* GOAL OF THE EXERCISE
Please reproduce the passage of the dual-band antenna text from "The quarter-wave monopole" up to and including "going through carwashes.", word for word.

* DOCUMENT EXTRACT
● ● ● ●
DUAL-BAND ANTENNA
This application claims priority from Provisional Application No. 60/198,080 filed April 17, 2000, and entitled "Dual-Band, Omnidirectional, Vertically Polarized Antenna". BACKGROUND OF THE INVENTION
Ever expanding mobile communications require increasingly sophisticated antenna technology. The need for antennas capable of operating at multiple bands is continually increasing. Two options exist to meet this need -- multiple antennas or multiple- band antennas. Several multiple-band antennas have been developed, but all suffer drawbacks.
The quarter-wave monopole is currently the most popular mobile antenna. A monopole can be a dual-band antenna if it includes a coil or "choke" along its length. The monopole antenna with the choke provides dual-band functionality. However, the monopole antenna has drawbacks. First, it is aesthetically undesirable. Second, because it must extend from an exterior portion of the car, it is subject to damage and theft, as well as being a nuisance in going through carwashes.
● ● ● ●
* INFORMATION SUPPLIED
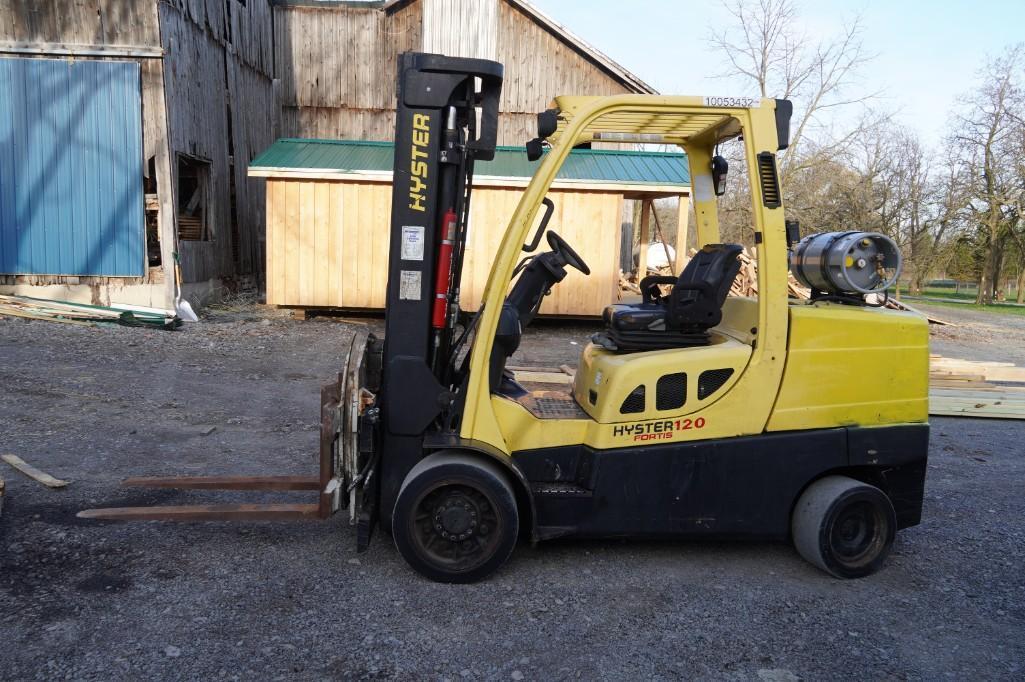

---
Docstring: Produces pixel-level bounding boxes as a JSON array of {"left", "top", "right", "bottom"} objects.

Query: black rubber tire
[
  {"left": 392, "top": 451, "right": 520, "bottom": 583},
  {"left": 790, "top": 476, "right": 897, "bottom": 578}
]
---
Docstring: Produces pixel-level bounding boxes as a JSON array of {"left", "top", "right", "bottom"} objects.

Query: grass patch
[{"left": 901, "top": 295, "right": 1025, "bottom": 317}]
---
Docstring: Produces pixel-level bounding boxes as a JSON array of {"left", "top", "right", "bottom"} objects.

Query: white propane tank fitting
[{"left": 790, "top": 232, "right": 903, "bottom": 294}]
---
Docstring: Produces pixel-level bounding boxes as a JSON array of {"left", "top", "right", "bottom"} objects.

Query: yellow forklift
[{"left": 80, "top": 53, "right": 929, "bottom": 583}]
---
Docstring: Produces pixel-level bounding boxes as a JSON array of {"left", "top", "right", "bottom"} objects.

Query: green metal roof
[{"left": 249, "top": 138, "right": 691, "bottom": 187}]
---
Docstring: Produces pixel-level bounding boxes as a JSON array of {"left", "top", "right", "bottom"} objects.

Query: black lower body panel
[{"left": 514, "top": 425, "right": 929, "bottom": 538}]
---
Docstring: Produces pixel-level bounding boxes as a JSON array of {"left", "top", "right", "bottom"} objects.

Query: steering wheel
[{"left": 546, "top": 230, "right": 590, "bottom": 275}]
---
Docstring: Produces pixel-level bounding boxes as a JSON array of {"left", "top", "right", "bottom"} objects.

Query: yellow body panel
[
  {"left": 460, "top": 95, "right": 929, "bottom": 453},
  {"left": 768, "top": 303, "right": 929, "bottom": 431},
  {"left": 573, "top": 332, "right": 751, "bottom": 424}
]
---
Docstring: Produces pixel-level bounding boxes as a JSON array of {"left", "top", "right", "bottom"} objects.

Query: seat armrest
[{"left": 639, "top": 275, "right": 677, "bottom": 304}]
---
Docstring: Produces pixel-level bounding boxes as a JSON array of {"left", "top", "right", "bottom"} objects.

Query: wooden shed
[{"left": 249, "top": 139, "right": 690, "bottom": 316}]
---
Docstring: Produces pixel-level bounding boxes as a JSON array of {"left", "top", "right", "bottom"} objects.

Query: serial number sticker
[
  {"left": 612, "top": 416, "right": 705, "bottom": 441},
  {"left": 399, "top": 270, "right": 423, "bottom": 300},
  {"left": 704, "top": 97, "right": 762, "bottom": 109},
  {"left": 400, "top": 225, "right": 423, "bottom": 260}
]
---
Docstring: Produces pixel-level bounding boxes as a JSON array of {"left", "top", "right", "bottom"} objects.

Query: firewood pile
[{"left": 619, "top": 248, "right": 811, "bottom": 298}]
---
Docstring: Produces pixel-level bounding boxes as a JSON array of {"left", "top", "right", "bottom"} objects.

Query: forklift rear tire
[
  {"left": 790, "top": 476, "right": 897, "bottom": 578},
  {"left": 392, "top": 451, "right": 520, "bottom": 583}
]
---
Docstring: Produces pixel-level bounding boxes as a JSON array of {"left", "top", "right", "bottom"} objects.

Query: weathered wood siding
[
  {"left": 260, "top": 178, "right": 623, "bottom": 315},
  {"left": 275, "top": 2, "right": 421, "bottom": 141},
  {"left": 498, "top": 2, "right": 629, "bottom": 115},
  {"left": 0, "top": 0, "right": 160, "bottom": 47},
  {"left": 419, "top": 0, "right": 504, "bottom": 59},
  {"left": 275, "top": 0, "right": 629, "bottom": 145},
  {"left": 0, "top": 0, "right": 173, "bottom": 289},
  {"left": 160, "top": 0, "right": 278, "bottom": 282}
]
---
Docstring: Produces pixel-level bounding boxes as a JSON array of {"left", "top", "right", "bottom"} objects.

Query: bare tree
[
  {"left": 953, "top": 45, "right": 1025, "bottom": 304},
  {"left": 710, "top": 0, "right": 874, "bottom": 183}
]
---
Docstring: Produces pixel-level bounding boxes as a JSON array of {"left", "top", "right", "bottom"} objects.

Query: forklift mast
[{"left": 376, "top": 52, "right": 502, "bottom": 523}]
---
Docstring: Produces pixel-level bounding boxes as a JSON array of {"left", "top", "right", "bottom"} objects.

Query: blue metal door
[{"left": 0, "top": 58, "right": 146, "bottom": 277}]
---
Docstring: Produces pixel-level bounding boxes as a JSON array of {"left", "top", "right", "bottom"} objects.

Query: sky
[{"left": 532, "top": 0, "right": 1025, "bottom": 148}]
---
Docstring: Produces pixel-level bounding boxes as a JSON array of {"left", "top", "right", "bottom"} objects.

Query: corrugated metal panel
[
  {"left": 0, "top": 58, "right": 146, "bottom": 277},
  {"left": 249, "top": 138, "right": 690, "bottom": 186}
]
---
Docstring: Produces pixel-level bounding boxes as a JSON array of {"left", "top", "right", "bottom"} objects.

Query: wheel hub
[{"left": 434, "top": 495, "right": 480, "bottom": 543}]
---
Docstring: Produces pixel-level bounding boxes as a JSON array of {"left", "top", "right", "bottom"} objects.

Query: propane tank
● ● ● ●
* EXERCISE SOLUTION
The quarter-wave monopole is currently the most popular mobile antenna. A monopole can be a dual-band antenna if it includes a coil or "choke" along its length. The monopole antenna with the choke provides dual-band functionality. However, the monopole antenna has drawbacks. First, it is aesthetically undesirable. Second, because it must extend from an exterior portion of the car, it is subject to damage and theft, as well as being a nuisance in going through carwashes.